### TASK GOAL
Output the listing below as a numbered list, skipping any blank lines. Omit the pictures.

— START OF PROVIDED RECORDS —

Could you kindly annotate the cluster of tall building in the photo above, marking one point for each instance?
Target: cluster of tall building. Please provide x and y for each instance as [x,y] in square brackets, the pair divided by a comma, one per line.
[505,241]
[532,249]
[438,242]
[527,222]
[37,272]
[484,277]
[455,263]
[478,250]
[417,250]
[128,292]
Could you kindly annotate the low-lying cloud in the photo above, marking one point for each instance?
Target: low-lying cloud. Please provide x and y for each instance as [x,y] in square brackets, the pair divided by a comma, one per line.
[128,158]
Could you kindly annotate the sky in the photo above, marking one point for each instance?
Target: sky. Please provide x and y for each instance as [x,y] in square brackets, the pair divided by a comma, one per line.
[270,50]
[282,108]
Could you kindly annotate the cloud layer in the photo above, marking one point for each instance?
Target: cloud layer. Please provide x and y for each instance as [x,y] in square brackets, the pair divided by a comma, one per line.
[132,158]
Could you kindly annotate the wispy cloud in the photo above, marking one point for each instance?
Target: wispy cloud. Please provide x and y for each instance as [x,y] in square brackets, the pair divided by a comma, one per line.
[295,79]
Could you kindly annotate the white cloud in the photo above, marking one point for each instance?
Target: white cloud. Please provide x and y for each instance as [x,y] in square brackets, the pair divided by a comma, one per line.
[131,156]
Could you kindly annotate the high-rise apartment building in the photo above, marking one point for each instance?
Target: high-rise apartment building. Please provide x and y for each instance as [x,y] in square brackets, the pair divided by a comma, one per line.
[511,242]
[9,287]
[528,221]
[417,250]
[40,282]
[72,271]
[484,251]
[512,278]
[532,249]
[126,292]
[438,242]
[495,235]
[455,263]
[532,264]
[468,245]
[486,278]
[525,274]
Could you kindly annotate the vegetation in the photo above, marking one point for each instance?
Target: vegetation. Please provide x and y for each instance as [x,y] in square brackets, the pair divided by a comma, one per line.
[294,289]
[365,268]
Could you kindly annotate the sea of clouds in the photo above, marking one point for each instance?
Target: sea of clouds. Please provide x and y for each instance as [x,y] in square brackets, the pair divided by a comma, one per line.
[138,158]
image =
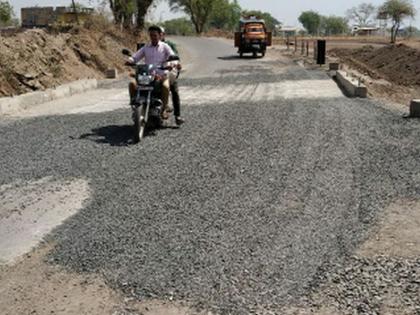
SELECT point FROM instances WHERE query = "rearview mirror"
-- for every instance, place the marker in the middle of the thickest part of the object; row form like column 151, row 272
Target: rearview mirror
column 173, row 58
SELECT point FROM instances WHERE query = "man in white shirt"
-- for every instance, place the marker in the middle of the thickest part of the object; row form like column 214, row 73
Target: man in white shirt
column 157, row 53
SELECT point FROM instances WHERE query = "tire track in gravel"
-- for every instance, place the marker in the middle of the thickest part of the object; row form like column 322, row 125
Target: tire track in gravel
column 238, row 212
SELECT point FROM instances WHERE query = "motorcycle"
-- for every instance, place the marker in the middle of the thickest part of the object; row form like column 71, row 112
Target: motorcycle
column 147, row 105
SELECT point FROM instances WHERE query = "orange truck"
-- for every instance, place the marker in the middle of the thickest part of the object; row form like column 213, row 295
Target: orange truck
column 252, row 36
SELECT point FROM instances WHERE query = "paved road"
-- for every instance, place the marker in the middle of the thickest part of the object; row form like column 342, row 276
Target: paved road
column 275, row 175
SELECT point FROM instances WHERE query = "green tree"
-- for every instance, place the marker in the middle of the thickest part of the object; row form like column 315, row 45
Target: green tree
column 142, row 9
column 180, row 26
column 125, row 12
column 362, row 14
column 225, row 15
column 311, row 21
column 199, row 11
column 397, row 11
column 334, row 25
column 6, row 14
column 270, row 21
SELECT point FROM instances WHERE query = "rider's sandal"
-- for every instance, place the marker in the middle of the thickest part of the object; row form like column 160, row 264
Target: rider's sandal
column 179, row 121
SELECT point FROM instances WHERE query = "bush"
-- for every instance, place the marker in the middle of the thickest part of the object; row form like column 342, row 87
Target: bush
column 181, row 26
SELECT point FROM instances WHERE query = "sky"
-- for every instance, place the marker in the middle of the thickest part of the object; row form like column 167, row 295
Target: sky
column 285, row 11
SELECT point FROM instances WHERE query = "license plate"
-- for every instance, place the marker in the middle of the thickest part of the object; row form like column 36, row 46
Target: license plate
column 146, row 88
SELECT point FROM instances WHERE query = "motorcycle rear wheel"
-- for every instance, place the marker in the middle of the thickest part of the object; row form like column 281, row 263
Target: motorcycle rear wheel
column 139, row 125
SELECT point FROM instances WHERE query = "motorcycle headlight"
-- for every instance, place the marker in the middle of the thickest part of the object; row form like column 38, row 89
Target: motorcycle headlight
column 145, row 79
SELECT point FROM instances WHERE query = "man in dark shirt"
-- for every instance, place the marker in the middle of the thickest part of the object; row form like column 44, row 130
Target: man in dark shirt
column 176, row 100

— END OF PROVIDED RECORDS —

### WRITTEN ANSWER
1. Could you kindly annotate the cluster of tall building in the photo above, marking one point for each instance?
2. Target: cluster of tall building. Please provide x and y for each instance as [x,y] in square brackets, the pair divided by a comma, one per line.
3. [505,241]
4. [532,249]
5. [438,242]
6. [527,222]
7. [37,272]
8. [484,277]
9. [455,263]
10. [478,250]
11. [417,250]
12. [128,292]
13. Could you kindly annotate the low-lying cloud in the photo above, marking one point for each instance?
14. Target: low-lying cloud. Please provide x and y for each instance as [x,y] in square brackets, the pair divided by a comma, one per line.
15. [128,158]
16. Could you kindly annotate the sky in the photo above, marking one point for each instance?
17. Target: sky. Please provide x and y for each instance as [x,y] in square brackets, the pair divided by a comma, one per line.
18. [270,50]
19. [282,108]
20. Could you kindly annotate the cloud layer in the photo above, marking one point for each instance?
21. Target: cloud layer. Please provide x and y for each instance as [x,y] in square brackets, the pair divided by a comma, one per line.
22. [132,158]
23. Could you kindly annotate the wispy cloud in the photo above, marking one point for each instance?
24. Target: wispy cloud. Please provide x and y for each instance as [x,y] in square brackets, the pair divided by a comma, one per line.
25. [295,79]
26. Could you kindly annotate the white cloud in the photo above, marking one point for each instance?
27. Target: white cloud. Please provide x and y for each instance as [x,y] in square brackets, the pair divided by a comma, one per line.
28. [131,156]
29. Could you kindly annotate the high-rise apartment building in the photo above, marking one point for each instance?
30. Target: high-rise apartment building. Please provide x and y for each instance as [x,y] in square brackets, the pair divided by a comma, one per line.
31. [511,242]
32. [9,287]
33. [528,221]
34. [417,250]
35. [40,282]
36. [72,271]
37. [484,251]
38. [512,278]
39. [532,249]
40. [126,292]
41. [438,242]
42. [495,235]
43. [455,263]
44. [532,264]
45. [468,245]
46. [486,278]
47. [525,274]
48. Could you kindly annotate the vegetation in the photo above, marking one point for each instance?
49. Target: vegetation. Please provide x and y for each instance as [x,y] in square brackets, the pair divided by a comma, one per line.
50. [294,289]
51. [365,268]
52. Could you kindly annotate the sea of clouds in the photo above, marking one point for each instance?
53. Target: sea of clouds. Please provide x and y for each instance as [x,y] in square brackets, the pair divided by a comma, one per line.
54. [138,158]
55. image =
56. SELECT point FROM instances WHERE query = "rearview mirror"
57. -- for every instance, place the marker in the middle of the thickest part of the object; row form like column 151, row 272
58. Target: rearview mirror
59. column 173, row 58
60. SELECT point FROM instances WHERE query = "man in white shirt"
61. -- for every instance, place the marker in the middle of the thickest part of the object; row form like column 214, row 73
62. Target: man in white shirt
63. column 157, row 53
64. SELECT point FROM instances WHERE query = "tire track in gravel"
65. -- for every instance, place the marker in the middle of the thickest part of the object; row form like column 322, row 125
66. Target: tire track in gravel
67. column 238, row 212
68. SELECT point FROM instances WHERE query = "motorcycle"
69. -- for every instance, place the marker in the middle of the thickest part of the object; row form like column 71, row 112
70. Target: motorcycle
71. column 147, row 105
72. SELECT point FROM instances WHERE query = "orange truck"
73. -- for every instance, place the marker in the middle of the thickest part of the object; row form like column 213, row 295
74. Target: orange truck
75. column 252, row 36
76. SELECT point FROM instances WHERE query = "paved road"
77. -- for every instance, place the marker in the middle of the thickest part of the object; row form like column 342, row 276
78. Target: paved road
79. column 275, row 175
80. SELECT point FROM instances WHERE query = "green tree"
81. -- for every instance, place the marker in the middle of the thickest part of the object; row form like column 315, row 45
82. Target: green tree
83. column 142, row 9
84. column 180, row 26
85. column 125, row 12
86. column 362, row 14
87. column 225, row 15
88. column 311, row 21
89. column 199, row 11
90. column 397, row 11
91. column 334, row 25
92. column 6, row 14
93. column 270, row 21
94. SELECT point FROM instances WHERE query = "rider's sandal"
95. -- for every instance, place the marker in the middle of the thickest part of the object; row form like column 160, row 264
96. Target: rider's sandal
97. column 179, row 121
98. SELECT point FROM instances WHERE query = "bush"
99. -- for every instance, place the marker in the middle of the thickest part of the object; row form like column 342, row 87
100. Target: bush
101. column 181, row 26
102. SELECT point FROM instances WHERE query = "sky"
103. -- for every instance, place the marker in the middle of the thickest part of the object; row form like column 167, row 295
104. Target: sky
105. column 285, row 11
106. SELECT point FROM instances WHERE query = "license plate"
107. -- for every instance, place the marker in the middle of the thickest part of the object; row form like column 36, row 46
108. Target: license plate
109. column 146, row 88
110. SELECT point FROM instances WHERE query = "motorcycle rear wheel"
111. -- for every instance, place the marker in the middle of the thickest part of the object; row form like column 281, row 263
112. Target: motorcycle rear wheel
113. column 139, row 125
114. SELECT point FROM instances WHERE query = "motorcycle headlight"
115. -- for every instance, place the marker in the middle of the thickest part of the object; row form like column 38, row 89
116. Target: motorcycle headlight
117. column 145, row 79
118. SELECT point FROM instances WHERE query = "man in dark shirt"
119. -- for every instance, place the marker in the middle of the thickest part of the object; row form like column 44, row 130
120. Target: man in dark shirt
121. column 176, row 100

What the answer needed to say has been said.